MATERIAL FOR THIS TASK:
________________________

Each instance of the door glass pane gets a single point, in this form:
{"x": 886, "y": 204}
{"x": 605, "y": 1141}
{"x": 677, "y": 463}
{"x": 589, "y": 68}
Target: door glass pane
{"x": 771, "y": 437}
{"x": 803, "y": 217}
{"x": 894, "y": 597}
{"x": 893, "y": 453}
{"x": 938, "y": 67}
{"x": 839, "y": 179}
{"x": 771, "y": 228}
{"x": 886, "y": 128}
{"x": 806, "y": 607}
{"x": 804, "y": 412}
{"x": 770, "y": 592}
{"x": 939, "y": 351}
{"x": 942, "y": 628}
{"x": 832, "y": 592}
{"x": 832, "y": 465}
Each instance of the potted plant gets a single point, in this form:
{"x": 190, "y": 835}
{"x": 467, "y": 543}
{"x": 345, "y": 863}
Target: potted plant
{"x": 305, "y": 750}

________________________

WHAT TO DO:
A word-for-word transcription of the material is required.

THE ANSWER:
Each instance of the door glass pane gets a single point, in this form:
{"x": 886, "y": 204}
{"x": 605, "y": 1141}
{"x": 677, "y": 463}
{"x": 589, "y": 68}
Target: door glass pane
{"x": 771, "y": 437}
{"x": 803, "y": 217}
{"x": 894, "y": 597}
{"x": 893, "y": 453}
{"x": 938, "y": 67}
{"x": 839, "y": 179}
{"x": 771, "y": 228}
{"x": 886, "y": 128}
{"x": 806, "y": 607}
{"x": 804, "y": 412}
{"x": 770, "y": 592}
{"x": 939, "y": 351}
{"x": 942, "y": 628}
{"x": 832, "y": 592}
{"x": 832, "y": 465}
Each instance of the potted plant gets a single point, in this form:
{"x": 190, "y": 835}
{"x": 467, "y": 543}
{"x": 345, "y": 863}
Target: potted plant
{"x": 305, "y": 750}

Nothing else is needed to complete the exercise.